## Document excerpt
## Start
3 random positions in 3 squares are selected from independent uniform distributions. How to calculate the expected absolute triangle area if the squares are arranged as in the sketch?
The side length of a square $m$ is smaller than the square distance $n$. The squares are parallel and colinear. In each square lies 1 random point.
On
Let us denote by $P_k=(X_k,Y_k):\Omega\to\Bbb R^2$ the three random variables with values in the three squares $S_k$, for $k\in\{1,2,3\}$ respectively. Here $\Omega$ is some probability space. We may take it of the shape $S_1\times S_2\times S_3$, and $P_k$ is the projection on the corresponding component, $P_k:S_1\times S_2\times S_3\to S_k$.
The important information we have is $$ X_1<X_2<X_3\ . $$ We write down an integral for the unsigned area $|A|$ of $\Delta P_1P_2P_3$, where the signed area $A$ is given by $$ A=\frac 12 \begin{vmatrix} 1 & X_1 & Y_1\\ 1 & X_2 & Y_2\\ 1 & X_3 & Y_3 \end{vmatrix}\ , $$ and search for a useful Fubini separation. We may "fix" for this the points $P_1=(X_1,Y_1)$, $P_3=(X_3,Y_3)$, then fix from $P_2$ its part $X_2$ and separate the cases
And note that the $Y^*$ is again in range between $Y_1,Y_3$, in either order, so in the same interval on the vertical line given by the projection of any of the squares on it.
## End
## Given data
## Start
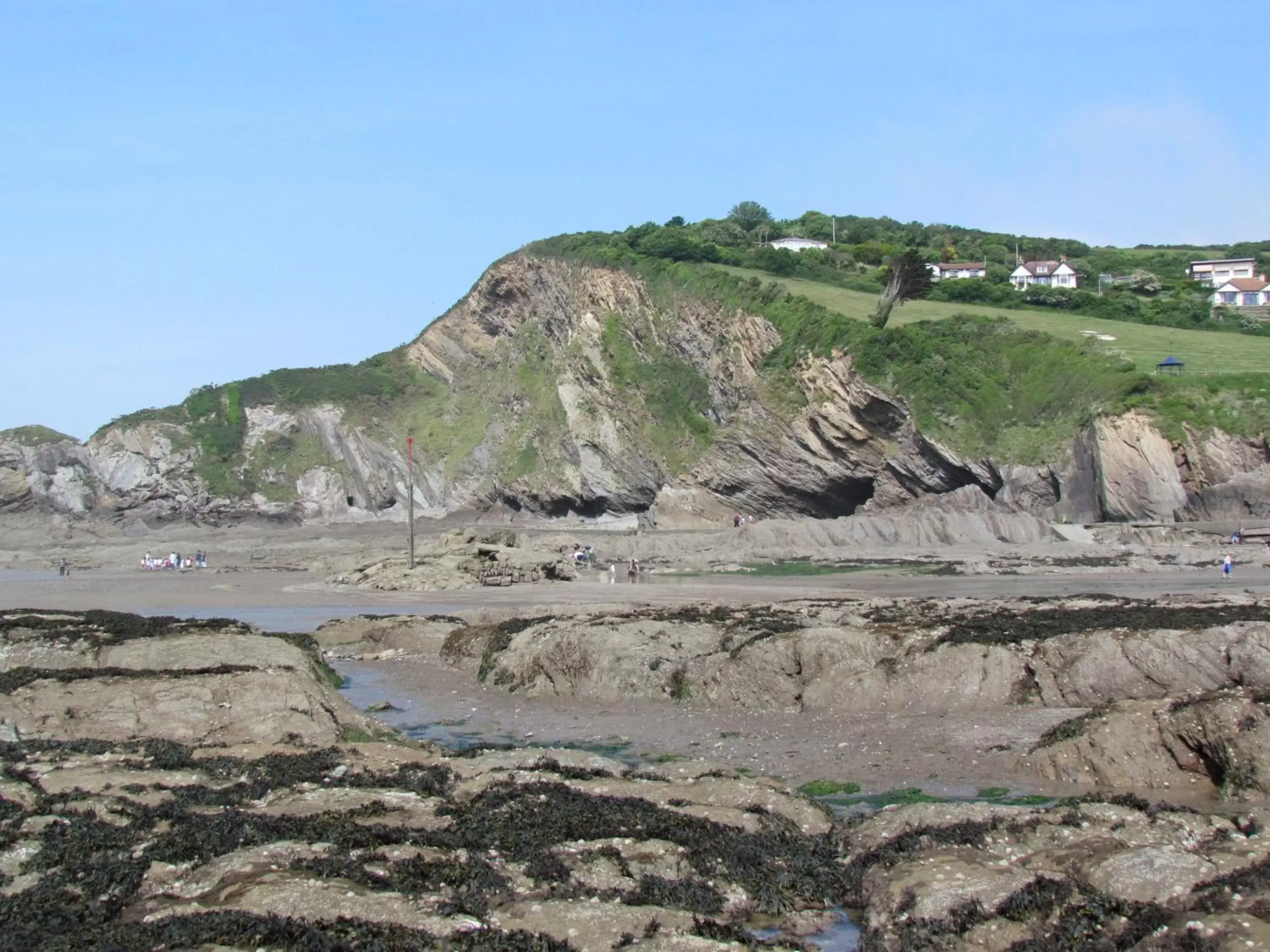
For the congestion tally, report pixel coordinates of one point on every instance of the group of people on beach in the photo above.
(174, 561)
## End
## Requirements
#1 In the triangle-area post, how does the side length $m$ of a square compare with the square distance $n$?
#2 Go on with the triangle-area post, starting right after its final sentence.

## Task results
#1 The side length $m$ is smaller than the square distance $n$.

#2
The two cases above distinguish the orientation of the triangle $P_1P_2P_3$, and thus also the sign of the determinant. In the first case it is negative, in the second case it is positive. The line $P_1P_2$ has the equation $$ \frac{y-Y_1}{Y_3-Y_1} = \frac{x-X_1}{X_3-X_1}\ , $$ i.e. $$ y = Y_1 +(x-X_1)\cdot\frac {Y_3-Y_1}{X_3-X_1} $$ so $$ Y^* = Y_1 +(X_2-X_1)\cdot\frac {Y_3-Y_1}{X_3-X_1}\ . $$ To have an easy situation, i will rescale to have $m=2$, so the final result has to be multiplied by $m^2/2^2$, and let $a$ be the difference between the rescaled $n$ an the rescaled $m=2$. The squares are then
and we have to compute the following integrals, $$ \begin{aligned} J &= \int_{(x_1,y_1)\in S_1}dx_1\;dy_1 \int_{(x_3,y_3)\in S_3}dx_3\;dy_3 \int_{-1}^1dx_2 \int_0^{y^*(x_1,y_1;x_3,y_3;x_2)} A\; dy_2\ , \\ &=\frac 89\int_{-(3+a)}^{-(1+a)}dx_1\int_{(1+a)}^{(3+a)}dx_3\cdot\frac{6x_1^2-9x_1x_3+6x_3^2+1}{x_3-x_1}\ , \\ &=\frac 89\int_{-(3+a)}^{-(1+a)}dx_1\int_{(1+a)}^{(3+a)}dx_3\cdot\frac{6(x_3-x_1)^2 +3x_1x_3+1}{x_3-x_1}\ , \\ &=\frac{128}3(a+2) \\ &\qquad\qquad+\frac 89\int_{-(3+a)}^{-(1+a)}dx_1\int_{(1+a)}^{(3+a)}dx_3\cdot\frac{3x_1x_3+1}{x_3-x_1}\ , \\[3mm] J' &= \int_{(x_1,y_1)\in S_1}dx_1\;dy_1 \int_{(x_3,y_3)\in S_3}dx_3\;dy_3 \int_{-1}^1dx_2 \int_{y^*(x_1,y_1;x_3,y_3;x_2)}^2 A\; dy_2 \\ &=-\frac 89\int_{-(3+a)}^{-(1+a)}dx_1\int_{(1+a)}^{(3+a)}dx_3\cdot\frac{6x_1^2-9x_1x_3+6x_3^2+1}{x_3-x_1} \ , \end{aligned} $$ then build the average area as $J-J'=2J$, and have to divide with $2^6$, so that we indeed use a probability measure, which leads to the answer $$\color{blue}{\frac 1{2^6}\cdot 2J}\ .$$
Later EDIT: Above, the factor $1/2^6$ was inserted after joriki's comment.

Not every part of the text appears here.